Records excerpted from a collection
··········

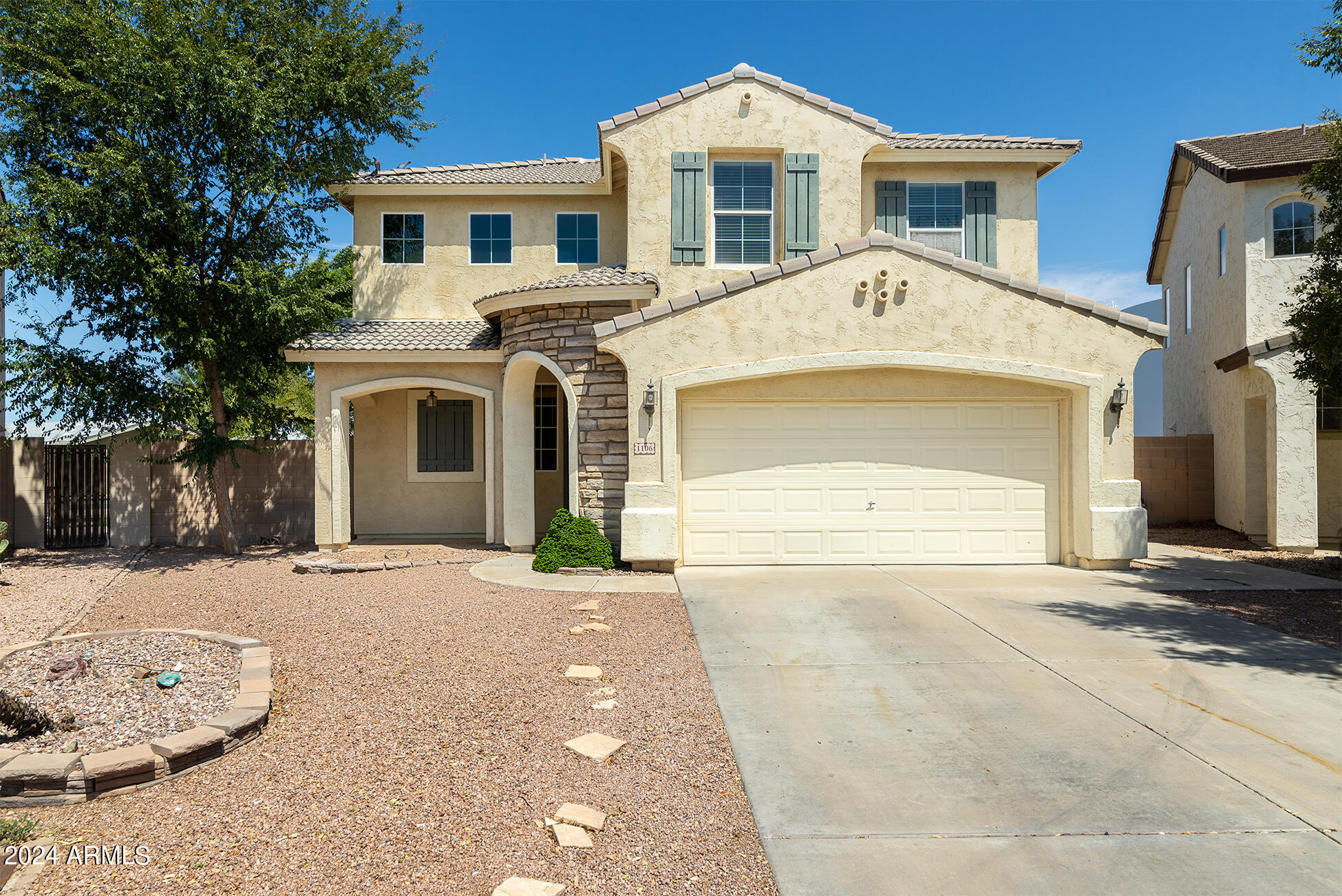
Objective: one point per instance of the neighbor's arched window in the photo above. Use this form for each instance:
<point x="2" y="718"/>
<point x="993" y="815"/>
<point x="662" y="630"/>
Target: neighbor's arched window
<point x="1292" y="228"/>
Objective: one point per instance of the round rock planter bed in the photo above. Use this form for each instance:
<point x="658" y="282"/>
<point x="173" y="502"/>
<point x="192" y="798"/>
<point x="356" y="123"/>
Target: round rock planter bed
<point x="220" y="702"/>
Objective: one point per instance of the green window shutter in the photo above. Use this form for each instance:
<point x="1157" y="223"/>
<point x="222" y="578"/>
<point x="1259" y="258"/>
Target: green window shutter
<point x="893" y="209"/>
<point x="800" y="204"/>
<point x="689" y="179"/>
<point x="446" y="436"/>
<point x="981" y="222"/>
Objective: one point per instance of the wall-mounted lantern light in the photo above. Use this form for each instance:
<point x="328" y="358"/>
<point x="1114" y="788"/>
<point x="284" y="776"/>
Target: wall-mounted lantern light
<point x="1120" y="398"/>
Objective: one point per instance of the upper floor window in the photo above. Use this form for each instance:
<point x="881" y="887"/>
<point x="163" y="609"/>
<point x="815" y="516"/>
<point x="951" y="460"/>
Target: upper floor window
<point x="937" y="216"/>
<point x="743" y="213"/>
<point x="576" y="239"/>
<point x="491" y="239"/>
<point x="1292" y="228"/>
<point x="403" y="239"/>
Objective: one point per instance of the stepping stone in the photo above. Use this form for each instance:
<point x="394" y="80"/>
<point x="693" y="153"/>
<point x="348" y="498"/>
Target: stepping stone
<point x="529" y="887"/>
<point x="572" y="836"/>
<point x="595" y="746"/>
<point x="582" y="816"/>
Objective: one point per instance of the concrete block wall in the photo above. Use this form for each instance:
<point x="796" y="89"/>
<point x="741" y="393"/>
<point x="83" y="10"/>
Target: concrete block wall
<point x="1178" y="475"/>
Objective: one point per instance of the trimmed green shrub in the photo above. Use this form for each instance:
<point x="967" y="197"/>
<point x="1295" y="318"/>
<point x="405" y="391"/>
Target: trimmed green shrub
<point x="572" y="541"/>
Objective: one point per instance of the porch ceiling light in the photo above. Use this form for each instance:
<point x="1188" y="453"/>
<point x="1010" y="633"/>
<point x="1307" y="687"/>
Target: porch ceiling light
<point x="1121" y="396"/>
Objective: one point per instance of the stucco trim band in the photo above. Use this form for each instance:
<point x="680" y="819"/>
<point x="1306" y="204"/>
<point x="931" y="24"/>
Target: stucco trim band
<point x="880" y="240"/>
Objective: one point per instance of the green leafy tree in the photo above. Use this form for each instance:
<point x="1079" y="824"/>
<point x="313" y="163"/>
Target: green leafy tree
<point x="165" y="164"/>
<point x="1315" y="317"/>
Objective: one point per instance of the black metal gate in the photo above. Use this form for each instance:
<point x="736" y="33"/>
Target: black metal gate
<point x="77" y="497"/>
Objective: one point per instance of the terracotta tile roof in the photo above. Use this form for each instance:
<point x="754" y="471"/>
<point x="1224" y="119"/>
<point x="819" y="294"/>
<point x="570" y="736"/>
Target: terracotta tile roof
<point x="878" y="239"/>
<point x="610" y="275"/>
<point x="893" y="138"/>
<point x="1259" y="155"/>
<point x="404" y="336"/>
<point x="536" y="171"/>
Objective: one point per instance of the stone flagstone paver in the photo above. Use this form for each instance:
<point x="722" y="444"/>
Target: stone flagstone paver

··········

WHAT IS ASKED: Reproduce each entry precisely. Leave the pictures out.

ANSWER FOR THE TASK:
Objective: one point per instance of the neighbor's arched window in the photo above. Use this form for each instance:
<point x="2" y="718"/>
<point x="993" y="815"/>
<point x="662" y="630"/>
Target: neighbor's arched window
<point x="1292" y="228"/>
Objective: one point per instance of the round rock planter bed in the photo above. Use this form for each instance:
<point x="658" y="282"/>
<point x="173" y="502"/>
<point x="192" y="798"/>
<point x="356" y="123"/>
Target: round rock planter bed
<point x="220" y="702"/>
Objective: one point per instance of the green window shutter in the photo above. Use this form for each instance:
<point x="1157" y="223"/>
<point x="222" y="578"/>
<point x="1259" y="258"/>
Target: green window shutter
<point x="893" y="209"/>
<point x="800" y="204"/>
<point x="689" y="179"/>
<point x="446" y="436"/>
<point x="981" y="222"/>
Objective: one point per instance of the wall-mounted lantern light in the photo above. Use this form for each instance:
<point x="328" y="358"/>
<point x="1114" y="788"/>
<point x="284" y="776"/>
Target: wall-mounted lantern light
<point x="1120" y="398"/>
Objective: one point per instance of the upper floor window in the photo above. Use this form for each instance:
<point x="881" y="887"/>
<point x="163" y="609"/>
<point x="815" y="516"/>
<point x="951" y="460"/>
Target: upper floor window
<point x="937" y="216"/>
<point x="743" y="213"/>
<point x="576" y="239"/>
<point x="491" y="239"/>
<point x="1292" y="228"/>
<point x="403" y="239"/>
Objective: one point per instance of the stepping stone in the photo above. Use this form for each instance:
<point x="394" y="80"/>
<point x="693" y="153"/>
<point x="348" y="498"/>
Target: stepping stone
<point x="529" y="887"/>
<point x="572" y="836"/>
<point x="595" y="746"/>
<point x="582" y="816"/>
Objective: one point per instance of the concrete block wall in the photo above. Use this form for each instance:
<point x="796" y="89"/>
<point x="741" y="393"/>
<point x="83" y="10"/>
Target: concrete block wall
<point x="1178" y="475"/>
Objective: one point per instance of the trimmed green shrub in the photo above. Use this form for each instance:
<point x="967" y="197"/>
<point x="1295" y="318"/>
<point x="405" y="391"/>
Target: trimmed green shrub
<point x="572" y="541"/>
Objective: one point per instance of the porch ceiling light in the photo above. Use this form for each instance:
<point x="1188" y="453"/>
<point x="1010" y="633"/>
<point x="1307" y="687"/>
Target: porch ceiling light
<point x="1121" y="396"/>
Objective: one point per instance of the stucco trim band in the photo above. Use this form for each instance:
<point x="680" y="819"/>
<point x="1306" y="204"/>
<point x="931" y="24"/>
Target: stucco trim band
<point x="880" y="240"/>
Objective: one point per instance of the green leafy tree in the photo above. Use this form for each instance:
<point x="1079" y="824"/>
<point x="313" y="163"/>
Target: green leafy tree
<point x="165" y="164"/>
<point x="1315" y="317"/>
Objective: one point per instance of the black metal gate in the photo above. Use this form for each instance:
<point x="736" y="33"/>
Target: black metal gate
<point x="77" y="497"/>
Objective: one point per instance of the terracotta tile roof in the photo above. Use this form for each instance:
<point x="754" y="471"/>
<point x="1224" y="119"/>
<point x="819" y="294"/>
<point x="570" y="736"/>
Target: terracotta tile roof
<point x="878" y="239"/>
<point x="610" y="275"/>
<point x="893" y="138"/>
<point x="1259" y="155"/>
<point x="404" y="336"/>
<point x="536" y="171"/>
Objective: one point per instance of the stone flagstone paver in the photo above. Use this form for each instance:
<point x="722" y="444"/>
Target: stone flagstone paver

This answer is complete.